RECORDS SHOWN: Begin

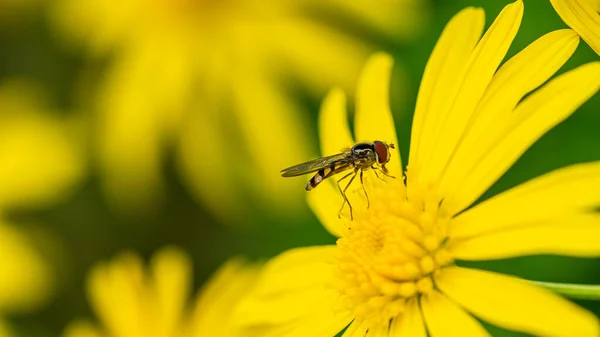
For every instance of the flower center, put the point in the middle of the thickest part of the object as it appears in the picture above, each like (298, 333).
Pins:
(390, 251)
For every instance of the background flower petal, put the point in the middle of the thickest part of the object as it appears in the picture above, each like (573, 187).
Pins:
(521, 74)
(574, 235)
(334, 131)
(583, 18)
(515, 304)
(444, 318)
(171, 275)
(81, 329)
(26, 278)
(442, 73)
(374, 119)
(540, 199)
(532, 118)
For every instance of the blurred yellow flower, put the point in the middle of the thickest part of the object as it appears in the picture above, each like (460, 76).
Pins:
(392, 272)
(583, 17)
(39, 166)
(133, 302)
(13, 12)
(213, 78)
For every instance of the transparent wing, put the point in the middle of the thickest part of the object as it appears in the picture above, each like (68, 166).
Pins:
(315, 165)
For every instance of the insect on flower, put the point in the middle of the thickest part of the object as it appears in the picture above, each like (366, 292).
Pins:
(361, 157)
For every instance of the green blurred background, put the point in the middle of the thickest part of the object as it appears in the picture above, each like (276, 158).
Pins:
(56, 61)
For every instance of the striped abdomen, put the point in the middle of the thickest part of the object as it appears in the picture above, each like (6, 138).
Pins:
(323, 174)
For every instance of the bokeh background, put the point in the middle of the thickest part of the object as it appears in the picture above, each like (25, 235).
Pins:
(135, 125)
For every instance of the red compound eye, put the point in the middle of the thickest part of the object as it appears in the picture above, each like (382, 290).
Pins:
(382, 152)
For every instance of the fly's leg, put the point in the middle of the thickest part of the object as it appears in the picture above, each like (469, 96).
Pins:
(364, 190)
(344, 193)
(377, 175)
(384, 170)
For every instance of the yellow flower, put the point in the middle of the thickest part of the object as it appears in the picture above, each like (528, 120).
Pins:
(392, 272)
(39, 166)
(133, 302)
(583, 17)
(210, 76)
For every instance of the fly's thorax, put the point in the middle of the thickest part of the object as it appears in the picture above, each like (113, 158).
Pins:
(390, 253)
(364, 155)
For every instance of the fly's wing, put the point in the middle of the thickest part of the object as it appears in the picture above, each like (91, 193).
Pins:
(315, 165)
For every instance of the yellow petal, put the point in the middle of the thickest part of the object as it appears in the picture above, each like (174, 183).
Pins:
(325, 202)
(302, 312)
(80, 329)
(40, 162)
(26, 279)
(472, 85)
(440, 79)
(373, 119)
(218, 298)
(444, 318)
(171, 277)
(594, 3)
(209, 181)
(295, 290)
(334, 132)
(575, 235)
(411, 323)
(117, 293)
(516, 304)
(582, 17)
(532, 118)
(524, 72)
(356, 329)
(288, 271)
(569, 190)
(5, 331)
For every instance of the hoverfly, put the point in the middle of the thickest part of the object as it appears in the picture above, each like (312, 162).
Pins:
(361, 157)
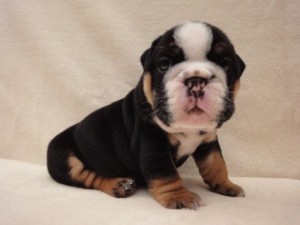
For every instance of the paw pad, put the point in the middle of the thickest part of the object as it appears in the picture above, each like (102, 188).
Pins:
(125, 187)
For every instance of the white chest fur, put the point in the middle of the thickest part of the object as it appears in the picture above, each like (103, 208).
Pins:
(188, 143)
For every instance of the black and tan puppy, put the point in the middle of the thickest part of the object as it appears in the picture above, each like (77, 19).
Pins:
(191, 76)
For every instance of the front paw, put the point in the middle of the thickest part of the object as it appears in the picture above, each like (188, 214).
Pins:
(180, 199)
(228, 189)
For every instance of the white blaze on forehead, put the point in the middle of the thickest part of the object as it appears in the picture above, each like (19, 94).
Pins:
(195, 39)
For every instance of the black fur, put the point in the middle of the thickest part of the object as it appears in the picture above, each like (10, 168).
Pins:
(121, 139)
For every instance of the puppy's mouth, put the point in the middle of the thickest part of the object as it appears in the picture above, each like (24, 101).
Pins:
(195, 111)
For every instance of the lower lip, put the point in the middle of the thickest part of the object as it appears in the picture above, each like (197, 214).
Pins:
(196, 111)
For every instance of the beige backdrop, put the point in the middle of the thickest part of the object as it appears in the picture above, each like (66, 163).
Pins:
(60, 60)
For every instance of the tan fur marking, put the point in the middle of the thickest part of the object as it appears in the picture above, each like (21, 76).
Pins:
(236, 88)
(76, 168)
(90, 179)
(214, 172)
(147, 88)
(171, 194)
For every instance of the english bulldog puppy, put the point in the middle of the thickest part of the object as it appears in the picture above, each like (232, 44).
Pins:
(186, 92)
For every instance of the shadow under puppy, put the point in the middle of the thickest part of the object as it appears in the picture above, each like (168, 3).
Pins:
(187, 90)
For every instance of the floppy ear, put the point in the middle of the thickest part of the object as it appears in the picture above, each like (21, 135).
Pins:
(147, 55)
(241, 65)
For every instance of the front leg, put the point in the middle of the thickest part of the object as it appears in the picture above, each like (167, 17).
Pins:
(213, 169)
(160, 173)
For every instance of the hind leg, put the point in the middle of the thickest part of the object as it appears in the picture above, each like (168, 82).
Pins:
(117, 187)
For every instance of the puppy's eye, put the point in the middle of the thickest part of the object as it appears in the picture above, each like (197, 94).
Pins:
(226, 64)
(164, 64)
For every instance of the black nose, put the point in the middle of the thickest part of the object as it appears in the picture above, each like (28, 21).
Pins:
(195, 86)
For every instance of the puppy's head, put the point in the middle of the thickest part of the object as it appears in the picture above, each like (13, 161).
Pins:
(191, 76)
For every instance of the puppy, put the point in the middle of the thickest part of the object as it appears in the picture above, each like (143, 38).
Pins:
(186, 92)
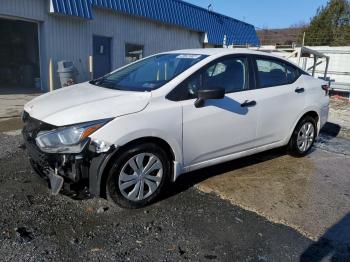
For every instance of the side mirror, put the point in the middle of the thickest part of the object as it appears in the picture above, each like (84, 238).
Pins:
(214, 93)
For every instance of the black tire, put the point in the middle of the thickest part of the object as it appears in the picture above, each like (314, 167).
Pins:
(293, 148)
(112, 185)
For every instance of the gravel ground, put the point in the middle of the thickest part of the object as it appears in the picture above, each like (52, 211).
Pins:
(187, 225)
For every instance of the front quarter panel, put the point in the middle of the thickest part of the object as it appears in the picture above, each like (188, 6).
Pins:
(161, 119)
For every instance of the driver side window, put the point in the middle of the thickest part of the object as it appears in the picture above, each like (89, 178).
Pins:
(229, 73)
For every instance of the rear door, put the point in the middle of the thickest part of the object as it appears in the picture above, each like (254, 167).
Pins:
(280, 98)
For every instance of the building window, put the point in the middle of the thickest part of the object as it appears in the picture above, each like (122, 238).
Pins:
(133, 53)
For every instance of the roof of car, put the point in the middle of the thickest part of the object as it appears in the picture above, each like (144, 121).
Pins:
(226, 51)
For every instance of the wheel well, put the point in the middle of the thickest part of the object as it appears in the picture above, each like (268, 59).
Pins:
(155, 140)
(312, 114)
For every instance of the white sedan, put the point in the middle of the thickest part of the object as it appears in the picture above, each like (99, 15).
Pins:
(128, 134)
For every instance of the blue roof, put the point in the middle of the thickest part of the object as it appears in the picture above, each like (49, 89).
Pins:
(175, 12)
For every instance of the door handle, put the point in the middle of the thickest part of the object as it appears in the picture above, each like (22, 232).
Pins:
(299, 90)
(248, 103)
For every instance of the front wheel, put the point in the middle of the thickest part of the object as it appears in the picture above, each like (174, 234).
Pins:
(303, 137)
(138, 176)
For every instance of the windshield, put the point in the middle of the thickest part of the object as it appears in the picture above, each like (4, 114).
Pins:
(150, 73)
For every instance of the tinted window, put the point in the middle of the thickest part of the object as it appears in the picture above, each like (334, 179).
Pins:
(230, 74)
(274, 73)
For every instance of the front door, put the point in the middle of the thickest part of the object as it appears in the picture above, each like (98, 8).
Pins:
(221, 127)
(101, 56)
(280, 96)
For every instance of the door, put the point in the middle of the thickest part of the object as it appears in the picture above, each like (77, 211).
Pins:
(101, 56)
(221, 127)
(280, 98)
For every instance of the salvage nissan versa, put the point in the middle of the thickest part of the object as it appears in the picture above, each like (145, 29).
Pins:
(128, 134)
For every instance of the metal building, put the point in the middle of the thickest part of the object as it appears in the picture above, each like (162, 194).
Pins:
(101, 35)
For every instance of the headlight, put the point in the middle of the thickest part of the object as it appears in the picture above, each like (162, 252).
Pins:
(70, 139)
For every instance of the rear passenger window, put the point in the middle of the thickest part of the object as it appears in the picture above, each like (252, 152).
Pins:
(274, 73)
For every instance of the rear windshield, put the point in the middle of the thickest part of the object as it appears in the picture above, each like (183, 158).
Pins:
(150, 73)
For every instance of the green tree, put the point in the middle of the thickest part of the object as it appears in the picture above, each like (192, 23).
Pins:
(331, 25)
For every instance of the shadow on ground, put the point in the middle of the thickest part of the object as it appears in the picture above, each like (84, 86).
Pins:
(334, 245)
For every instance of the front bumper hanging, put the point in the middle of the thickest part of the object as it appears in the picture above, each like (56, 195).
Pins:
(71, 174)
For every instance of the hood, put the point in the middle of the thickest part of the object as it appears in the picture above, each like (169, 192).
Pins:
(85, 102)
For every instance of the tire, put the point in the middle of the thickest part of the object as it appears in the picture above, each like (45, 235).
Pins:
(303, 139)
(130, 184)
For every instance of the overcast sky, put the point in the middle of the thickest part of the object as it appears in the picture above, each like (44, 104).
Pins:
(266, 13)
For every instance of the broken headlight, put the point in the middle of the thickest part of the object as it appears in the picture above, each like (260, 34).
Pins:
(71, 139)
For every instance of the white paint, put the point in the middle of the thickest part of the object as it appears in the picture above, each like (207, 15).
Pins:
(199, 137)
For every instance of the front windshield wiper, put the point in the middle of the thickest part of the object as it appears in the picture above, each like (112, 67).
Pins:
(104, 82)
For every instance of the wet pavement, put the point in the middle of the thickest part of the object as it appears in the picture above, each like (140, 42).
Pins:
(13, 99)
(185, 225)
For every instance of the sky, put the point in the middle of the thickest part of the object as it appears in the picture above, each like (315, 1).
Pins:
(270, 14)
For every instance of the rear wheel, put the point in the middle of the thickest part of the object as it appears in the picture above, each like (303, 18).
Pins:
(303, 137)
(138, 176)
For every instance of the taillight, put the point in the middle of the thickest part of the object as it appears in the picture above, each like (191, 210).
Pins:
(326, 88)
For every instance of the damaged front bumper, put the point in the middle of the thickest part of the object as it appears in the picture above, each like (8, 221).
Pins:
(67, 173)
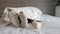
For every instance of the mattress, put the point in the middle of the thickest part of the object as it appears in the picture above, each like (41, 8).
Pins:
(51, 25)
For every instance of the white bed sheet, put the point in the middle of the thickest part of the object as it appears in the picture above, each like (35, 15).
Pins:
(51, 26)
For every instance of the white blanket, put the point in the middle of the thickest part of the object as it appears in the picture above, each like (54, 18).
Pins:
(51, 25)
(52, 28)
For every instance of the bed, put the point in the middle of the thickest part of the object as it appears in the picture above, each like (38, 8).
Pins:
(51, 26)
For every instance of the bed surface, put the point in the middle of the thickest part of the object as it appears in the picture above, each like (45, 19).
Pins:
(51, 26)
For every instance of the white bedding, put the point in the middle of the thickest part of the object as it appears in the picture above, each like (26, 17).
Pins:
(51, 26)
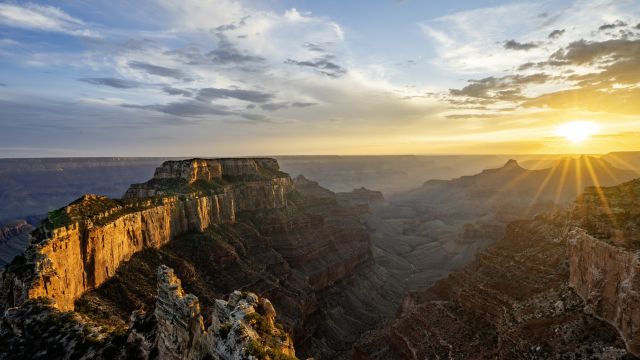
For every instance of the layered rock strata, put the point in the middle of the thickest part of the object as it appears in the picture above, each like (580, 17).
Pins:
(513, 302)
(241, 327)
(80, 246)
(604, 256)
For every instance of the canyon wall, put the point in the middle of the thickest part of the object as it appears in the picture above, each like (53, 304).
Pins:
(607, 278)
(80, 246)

RECORDS SHOWN: End
RECORDS SHOWN: Begin

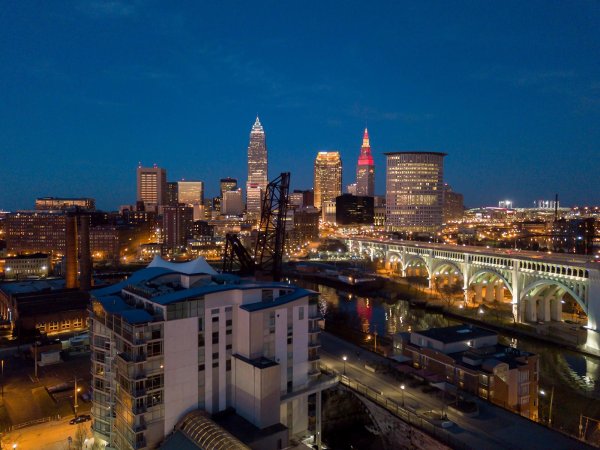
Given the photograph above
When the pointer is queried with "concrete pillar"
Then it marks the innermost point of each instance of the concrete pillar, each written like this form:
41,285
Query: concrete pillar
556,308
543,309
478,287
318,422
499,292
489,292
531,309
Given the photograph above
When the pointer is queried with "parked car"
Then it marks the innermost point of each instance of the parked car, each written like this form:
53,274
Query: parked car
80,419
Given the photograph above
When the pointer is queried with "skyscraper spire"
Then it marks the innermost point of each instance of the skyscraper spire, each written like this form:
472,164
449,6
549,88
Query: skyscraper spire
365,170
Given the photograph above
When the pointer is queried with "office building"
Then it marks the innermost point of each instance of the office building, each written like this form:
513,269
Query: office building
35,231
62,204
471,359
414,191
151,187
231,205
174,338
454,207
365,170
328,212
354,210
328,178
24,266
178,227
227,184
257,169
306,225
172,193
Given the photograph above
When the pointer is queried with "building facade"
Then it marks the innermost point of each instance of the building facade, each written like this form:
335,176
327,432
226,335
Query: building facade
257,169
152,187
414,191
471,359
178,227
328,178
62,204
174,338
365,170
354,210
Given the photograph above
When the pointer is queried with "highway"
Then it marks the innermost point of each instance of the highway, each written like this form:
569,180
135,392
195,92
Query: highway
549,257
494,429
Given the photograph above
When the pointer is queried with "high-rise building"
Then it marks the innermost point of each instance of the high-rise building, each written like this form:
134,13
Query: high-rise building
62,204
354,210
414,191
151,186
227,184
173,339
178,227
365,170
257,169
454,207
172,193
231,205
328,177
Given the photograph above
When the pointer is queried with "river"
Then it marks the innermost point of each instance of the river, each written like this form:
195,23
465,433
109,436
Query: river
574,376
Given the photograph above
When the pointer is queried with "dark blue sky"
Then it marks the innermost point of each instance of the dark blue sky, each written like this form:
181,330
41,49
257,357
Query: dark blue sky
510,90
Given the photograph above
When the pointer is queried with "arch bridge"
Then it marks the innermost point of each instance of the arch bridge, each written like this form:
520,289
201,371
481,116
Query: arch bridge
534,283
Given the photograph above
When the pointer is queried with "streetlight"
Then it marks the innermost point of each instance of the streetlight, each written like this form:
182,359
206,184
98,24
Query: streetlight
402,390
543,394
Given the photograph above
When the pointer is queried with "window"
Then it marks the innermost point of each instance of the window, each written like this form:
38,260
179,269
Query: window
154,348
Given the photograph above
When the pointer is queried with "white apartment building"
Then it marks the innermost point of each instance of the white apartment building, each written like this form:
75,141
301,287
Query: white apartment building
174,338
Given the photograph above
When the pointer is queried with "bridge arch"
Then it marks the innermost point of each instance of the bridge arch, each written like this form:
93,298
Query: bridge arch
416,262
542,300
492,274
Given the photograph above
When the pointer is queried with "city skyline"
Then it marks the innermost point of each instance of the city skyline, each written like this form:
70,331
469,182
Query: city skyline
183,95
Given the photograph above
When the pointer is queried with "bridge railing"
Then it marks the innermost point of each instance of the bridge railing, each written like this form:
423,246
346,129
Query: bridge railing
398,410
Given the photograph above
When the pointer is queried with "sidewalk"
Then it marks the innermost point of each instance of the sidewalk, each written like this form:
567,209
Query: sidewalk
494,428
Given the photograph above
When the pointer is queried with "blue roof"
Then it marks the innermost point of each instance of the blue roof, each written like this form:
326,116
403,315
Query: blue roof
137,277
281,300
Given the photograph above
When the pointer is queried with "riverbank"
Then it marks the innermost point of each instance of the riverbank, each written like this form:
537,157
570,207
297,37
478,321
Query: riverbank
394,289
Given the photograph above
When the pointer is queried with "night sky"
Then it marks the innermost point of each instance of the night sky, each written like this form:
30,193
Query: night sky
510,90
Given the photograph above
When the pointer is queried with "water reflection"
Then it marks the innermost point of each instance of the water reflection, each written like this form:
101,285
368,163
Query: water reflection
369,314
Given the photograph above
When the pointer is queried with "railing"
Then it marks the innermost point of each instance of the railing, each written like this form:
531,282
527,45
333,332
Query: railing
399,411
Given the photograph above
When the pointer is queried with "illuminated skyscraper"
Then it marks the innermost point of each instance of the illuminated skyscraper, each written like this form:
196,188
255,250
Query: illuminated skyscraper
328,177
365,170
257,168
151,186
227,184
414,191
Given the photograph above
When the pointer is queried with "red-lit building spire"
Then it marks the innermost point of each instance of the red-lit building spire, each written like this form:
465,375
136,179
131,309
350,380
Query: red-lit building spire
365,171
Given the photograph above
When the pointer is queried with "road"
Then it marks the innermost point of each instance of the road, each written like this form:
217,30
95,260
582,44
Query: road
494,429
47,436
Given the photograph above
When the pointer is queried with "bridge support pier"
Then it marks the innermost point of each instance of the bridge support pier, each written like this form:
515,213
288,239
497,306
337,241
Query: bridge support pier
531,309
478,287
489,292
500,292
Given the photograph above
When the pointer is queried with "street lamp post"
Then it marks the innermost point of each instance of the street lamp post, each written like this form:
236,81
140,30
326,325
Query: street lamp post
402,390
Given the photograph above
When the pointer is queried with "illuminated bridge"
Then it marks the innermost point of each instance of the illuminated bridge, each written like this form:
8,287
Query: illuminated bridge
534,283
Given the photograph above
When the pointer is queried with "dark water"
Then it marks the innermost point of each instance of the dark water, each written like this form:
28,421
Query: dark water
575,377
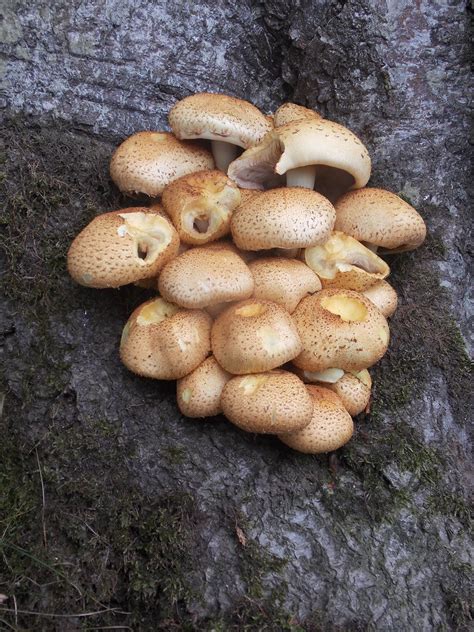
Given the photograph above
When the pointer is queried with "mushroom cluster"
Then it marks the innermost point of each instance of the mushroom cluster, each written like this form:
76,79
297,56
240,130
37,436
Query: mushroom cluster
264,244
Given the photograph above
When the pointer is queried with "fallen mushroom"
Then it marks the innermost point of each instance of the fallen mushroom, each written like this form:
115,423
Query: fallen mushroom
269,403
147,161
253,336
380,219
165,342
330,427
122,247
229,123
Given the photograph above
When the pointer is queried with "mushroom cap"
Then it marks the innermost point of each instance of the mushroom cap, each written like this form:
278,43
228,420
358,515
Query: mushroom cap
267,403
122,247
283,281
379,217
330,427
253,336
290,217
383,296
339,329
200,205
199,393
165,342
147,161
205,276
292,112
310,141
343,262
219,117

RECORDS SHOWN: End

ASSIGNED TASK: Take the listing above and repeat exactly the lines from the one containing "Query: riverbank" through the one containing "of the red-lit", both included.

TASK RESULT:
Query: riverbank
394,289
Given the photograph above
When the pointer is queried with "night sky"
Then it marks the innermost point of each instance of the night sky, each written like this form:
30,193
Query: night sky
510,90
Given the photograph above
When the pointer is queried with "water reflection"
Then it marks the innermost point of each instance of the water reflection, each written like this form:
101,285
368,163
Query: water reflection
369,314
Given the photograph above
When the pointer is queried with "railing"
Then it marks the innermost point of each instance of the railing, each written like this form:
531,282
527,45
333,332
Query: railing
399,411
Given the photograph above
When the pointer is queried with "illuminated skyscraper"
Then it marks the innermost point of each instance of the illuminated skyscraper, each written like this form:
196,188
255,250
Query: illuminated skyscraper
328,177
365,170
257,168
151,186
227,184
414,191
Given the photograph above
When the pointer is queried with "red-lit building spire"
Then it marks the innermost point of each instance of the red-lit building spire, each written like this form:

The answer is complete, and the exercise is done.